======== Document text ========
Can’t Be Arsed To Do Much Of Anything
Posted By Kristabella on October 9, 2007
Sometimes I wish I lived in England or Australia. Or any of those other English speaking countries that aren’t in North America. Because they have cool accents. And their slang is just awesome.
The other night I was IMing with Alynda and she said she couldn’t “be arsed to do” something or other. And I’m all “did you just say arsed? Like is that the term for when you’re talking out of your ass? Because I do that shit all the time!”
Apparently not. Apparently, it means bothered. Like if you can’t be bothered to do something, you can’t be arsed to do it. Like I really need to do laundry, but I really can’t be arsed to do it because there is wine to drink and stairs to fall down. Or I should get my arse off the couch, but for reals, yo, I can’t be arsed to do it.
I am now adopting this phrase. And I think you should all try to work it into one conversation today. Even though when I tried it out at work the other day it doesn’t sound right. Because, well, a Chicago/Midwestern accent just doesn’t do it justice. But I shall prevail. Until I just can’t be arsed to do it anymore.
And this, my friends, is like the most exciting thing I have to write about. I think I hit my peak with the 201 Things. I mean, Jesus Christ, there’s not much you don’t know now. Although, I left my Sun Devil wedding plans out of that. That deserves its own post. Because the crazy is off the charts.
I just haven’t been getting a lot of sleep lately. It started with the late Cubs games last week. (Which, really, maybe I should have just gone to bed and slept through that mess.) And then into the weekend. And drinking lots of wine. And having to take my car in for new tires. And THE HEAT! In OCTOBER! And sitting in traffic at 11:30 PM (where the FUCK are all you people going?). And have I mentioned THE HEAT? And then having to get up to like step on a damn scale. Which really, I can’t be arsed to do that. Because of my FAT ARSE.
And then last night with the Bears game. And thank God they aren’t always on that late. Noon is much better. And since they won, and in such dramatic fashion, we MUST DO VICTORY SHOTS! Past 11 PM on a Sunday night. Now there’s something I shouldn’t have been arsed to do. (No, I’m not going to stop.)
And then we must go to another bar and celebrate! Because bar we were at was too expensive! So we decided to drink the worst tasting beer I have ever had in my life. And I drink Old Style on a regular basis. There was a reason this beer was on special. Because it got all kinds of skunky. It tasted like what I would imagine the inside of a skunks arse would taste like. You know, if I like sat around wondering shit like that?
======== Record excerpts ========
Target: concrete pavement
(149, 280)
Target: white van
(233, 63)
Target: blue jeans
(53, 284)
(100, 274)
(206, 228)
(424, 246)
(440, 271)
========
◆ Required work
Translate this sentence from the blog post about the slang phrase "can't be arsed" into Spanish: "Sometimes I wish I lived in England or Australia."

◆ Reply to the exercise
A veces desearía vivir en Inglaterra o Australia.